Directions for this task: Repeat exactly, and only, the lines from the line containing "Indicate one point per instance of the steep" through the last line of the records below, including both.

Material for this exercise:
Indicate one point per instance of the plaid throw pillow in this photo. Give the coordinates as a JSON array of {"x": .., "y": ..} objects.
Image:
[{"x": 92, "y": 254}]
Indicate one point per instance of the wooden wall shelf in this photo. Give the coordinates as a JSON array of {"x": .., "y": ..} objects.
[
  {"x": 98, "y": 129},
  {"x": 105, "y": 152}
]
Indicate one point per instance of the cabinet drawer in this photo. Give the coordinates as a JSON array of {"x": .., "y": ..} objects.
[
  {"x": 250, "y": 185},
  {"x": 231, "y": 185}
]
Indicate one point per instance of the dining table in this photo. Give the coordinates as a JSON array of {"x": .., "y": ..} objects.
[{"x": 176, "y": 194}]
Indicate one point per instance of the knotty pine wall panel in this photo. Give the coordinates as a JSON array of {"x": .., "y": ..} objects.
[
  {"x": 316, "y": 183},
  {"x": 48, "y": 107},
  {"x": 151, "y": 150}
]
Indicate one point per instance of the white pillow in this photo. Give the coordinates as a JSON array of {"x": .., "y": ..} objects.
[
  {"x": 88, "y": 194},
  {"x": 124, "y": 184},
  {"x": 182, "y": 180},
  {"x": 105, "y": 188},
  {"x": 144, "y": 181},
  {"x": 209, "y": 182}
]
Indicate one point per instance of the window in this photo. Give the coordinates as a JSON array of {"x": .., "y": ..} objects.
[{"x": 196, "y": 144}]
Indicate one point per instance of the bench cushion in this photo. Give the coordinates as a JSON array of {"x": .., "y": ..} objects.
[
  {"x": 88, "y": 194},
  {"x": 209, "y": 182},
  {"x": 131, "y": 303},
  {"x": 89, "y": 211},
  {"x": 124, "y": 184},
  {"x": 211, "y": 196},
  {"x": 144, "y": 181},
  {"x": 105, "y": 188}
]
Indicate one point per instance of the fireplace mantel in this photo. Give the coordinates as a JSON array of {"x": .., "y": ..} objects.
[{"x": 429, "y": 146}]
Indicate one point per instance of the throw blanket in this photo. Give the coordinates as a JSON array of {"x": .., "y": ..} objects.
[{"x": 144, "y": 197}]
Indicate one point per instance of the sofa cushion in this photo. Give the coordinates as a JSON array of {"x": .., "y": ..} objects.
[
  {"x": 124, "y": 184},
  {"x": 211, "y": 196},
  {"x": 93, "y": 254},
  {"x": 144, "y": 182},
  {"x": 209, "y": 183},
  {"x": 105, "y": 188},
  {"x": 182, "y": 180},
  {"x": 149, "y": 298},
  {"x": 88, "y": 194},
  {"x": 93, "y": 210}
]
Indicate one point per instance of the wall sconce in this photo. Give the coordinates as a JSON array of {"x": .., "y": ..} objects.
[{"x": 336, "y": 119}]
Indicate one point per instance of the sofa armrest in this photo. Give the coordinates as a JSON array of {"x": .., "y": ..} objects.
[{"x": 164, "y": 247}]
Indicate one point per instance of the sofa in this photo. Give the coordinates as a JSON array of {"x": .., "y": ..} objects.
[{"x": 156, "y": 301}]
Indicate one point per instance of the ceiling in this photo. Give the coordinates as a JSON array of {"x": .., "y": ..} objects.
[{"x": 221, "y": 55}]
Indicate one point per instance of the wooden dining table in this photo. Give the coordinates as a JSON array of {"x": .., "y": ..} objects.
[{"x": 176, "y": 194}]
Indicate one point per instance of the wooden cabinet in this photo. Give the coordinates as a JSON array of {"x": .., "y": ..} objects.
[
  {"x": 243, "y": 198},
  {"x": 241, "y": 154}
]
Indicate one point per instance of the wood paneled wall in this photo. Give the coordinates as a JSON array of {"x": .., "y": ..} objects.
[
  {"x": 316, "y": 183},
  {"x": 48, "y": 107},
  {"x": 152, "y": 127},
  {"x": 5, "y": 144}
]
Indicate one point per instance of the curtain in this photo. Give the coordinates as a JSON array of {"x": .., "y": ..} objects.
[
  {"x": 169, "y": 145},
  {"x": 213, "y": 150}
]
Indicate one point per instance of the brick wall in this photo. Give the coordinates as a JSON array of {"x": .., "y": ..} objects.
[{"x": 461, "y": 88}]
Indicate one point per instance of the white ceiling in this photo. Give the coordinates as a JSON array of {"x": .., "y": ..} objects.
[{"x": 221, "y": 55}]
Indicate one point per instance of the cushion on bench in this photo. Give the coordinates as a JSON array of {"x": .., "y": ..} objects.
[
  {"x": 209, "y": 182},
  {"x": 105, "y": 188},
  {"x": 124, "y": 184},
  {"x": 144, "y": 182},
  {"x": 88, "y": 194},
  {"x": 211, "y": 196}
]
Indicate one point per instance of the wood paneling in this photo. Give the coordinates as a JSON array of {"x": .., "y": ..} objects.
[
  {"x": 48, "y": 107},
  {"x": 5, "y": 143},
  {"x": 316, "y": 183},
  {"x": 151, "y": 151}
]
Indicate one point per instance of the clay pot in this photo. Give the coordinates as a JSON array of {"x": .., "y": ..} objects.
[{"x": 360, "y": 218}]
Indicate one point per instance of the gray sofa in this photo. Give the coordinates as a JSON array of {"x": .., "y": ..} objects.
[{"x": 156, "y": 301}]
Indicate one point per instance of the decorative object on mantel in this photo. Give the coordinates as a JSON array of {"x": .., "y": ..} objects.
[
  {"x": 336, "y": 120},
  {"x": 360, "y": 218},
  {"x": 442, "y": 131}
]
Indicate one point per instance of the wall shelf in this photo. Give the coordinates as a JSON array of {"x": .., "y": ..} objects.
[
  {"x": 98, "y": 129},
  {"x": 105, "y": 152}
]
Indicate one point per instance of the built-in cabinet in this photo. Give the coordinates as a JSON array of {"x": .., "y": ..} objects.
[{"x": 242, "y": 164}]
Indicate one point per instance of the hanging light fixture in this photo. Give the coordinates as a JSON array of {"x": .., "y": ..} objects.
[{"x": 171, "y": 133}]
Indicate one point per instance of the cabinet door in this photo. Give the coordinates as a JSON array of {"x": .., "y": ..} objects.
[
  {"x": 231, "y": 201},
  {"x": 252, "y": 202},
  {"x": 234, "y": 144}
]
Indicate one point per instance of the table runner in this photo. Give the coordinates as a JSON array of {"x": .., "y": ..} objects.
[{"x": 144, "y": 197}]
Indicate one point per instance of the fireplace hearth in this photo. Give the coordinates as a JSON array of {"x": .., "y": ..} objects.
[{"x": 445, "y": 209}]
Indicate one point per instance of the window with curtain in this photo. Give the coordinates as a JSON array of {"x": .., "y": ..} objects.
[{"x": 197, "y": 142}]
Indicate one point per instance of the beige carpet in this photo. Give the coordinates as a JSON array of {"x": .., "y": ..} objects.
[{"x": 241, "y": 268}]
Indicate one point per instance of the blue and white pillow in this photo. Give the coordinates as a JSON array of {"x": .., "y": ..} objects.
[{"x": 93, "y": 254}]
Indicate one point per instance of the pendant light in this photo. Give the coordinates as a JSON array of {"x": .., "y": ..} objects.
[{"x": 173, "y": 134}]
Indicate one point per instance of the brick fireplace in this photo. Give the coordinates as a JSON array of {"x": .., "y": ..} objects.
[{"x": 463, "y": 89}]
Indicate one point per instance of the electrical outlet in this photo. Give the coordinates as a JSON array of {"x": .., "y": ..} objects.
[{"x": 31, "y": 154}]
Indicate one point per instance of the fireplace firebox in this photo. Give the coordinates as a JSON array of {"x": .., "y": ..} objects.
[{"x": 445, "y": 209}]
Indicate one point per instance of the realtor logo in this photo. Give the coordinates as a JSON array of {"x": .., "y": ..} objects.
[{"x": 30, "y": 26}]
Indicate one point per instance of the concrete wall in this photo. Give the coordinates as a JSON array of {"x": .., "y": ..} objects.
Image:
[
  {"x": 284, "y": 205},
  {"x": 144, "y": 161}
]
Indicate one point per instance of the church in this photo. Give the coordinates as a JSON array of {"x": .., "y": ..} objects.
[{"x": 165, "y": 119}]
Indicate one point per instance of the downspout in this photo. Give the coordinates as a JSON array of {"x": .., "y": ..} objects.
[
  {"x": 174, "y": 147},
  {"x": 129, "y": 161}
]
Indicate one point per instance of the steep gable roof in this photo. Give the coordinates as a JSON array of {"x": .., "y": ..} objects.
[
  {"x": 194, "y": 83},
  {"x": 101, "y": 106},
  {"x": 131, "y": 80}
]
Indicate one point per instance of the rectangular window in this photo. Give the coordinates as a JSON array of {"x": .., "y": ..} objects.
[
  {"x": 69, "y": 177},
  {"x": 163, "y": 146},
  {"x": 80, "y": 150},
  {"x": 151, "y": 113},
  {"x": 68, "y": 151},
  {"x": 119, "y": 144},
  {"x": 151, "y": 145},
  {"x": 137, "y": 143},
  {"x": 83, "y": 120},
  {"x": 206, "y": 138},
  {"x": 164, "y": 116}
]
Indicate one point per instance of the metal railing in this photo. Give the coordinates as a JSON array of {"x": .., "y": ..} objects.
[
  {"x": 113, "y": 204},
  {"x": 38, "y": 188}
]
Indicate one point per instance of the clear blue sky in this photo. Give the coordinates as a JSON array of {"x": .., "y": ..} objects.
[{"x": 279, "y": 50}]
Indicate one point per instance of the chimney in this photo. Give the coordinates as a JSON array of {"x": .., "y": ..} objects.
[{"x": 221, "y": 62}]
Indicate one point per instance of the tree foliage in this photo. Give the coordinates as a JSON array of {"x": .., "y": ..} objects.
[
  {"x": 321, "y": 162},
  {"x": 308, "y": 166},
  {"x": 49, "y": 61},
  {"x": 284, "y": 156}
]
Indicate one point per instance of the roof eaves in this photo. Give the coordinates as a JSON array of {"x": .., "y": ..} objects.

Finished answer:
Indicate one point per instance of the steep gable roof in this photo. Give the coordinates as a JSON array of {"x": .., "y": ..} objects.
[
  {"x": 194, "y": 83},
  {"x": 101, "y": 106},
  {"x": 131, "y": 80}
]
Indicate one point per instance of the rectangular window in this photo. Give the coordinates as a JSON array of {"x": .., "y": ..} objects.
[
  {"x": 69, "y": 177},
  {"x": 163, "y": 146},
  {"x": 80, "y": 150},
  {"x": 151, "y": 113},
  {"x": 68, "y": 151},
  {"x": 119, "y": 144},
  {"x": 151, "y": 145},
  {"x": 137, "y": 143},
  {"x": 83, "y": 120},
  {"x": 206, "y": 138},
  {"x": 164, "y": 116}
]
Indicate one point per instance of the metal railing in this photo. Give the coordinates as a JSON array of {"x": .., "y": ..} objects.
[
  {"x": 113, "y": 204},
  {"x": 38, "y": 188}
]
Indicate one point per instance of the clear blue sky in this photo. Give the coordinates as a JSON array of {"x": .., "y": ..} objects.
[{"x": 279, "y": 50}]
Indicate one point per instance of the chimney in this photo. Give the coordinates as a JSON array of {"x": .., "y": ..} objects.
[{"x": 221, "y": 62}]
Indicate one point per instance of the tree foliage in this photo. Give the coordinates as a JSON array of {"x": .., "y": ..} objects.
[
  {"x": 321, "y": 162},
  {"x": 308, "y": 166},
  {"x": 49, "y": 61},
  {"x": 284, "y": 156}
]
Indicate one point per instance of the roof eaves in this photo. Give the coordinates as a JSON array of {"x": .., "y": ..} objects.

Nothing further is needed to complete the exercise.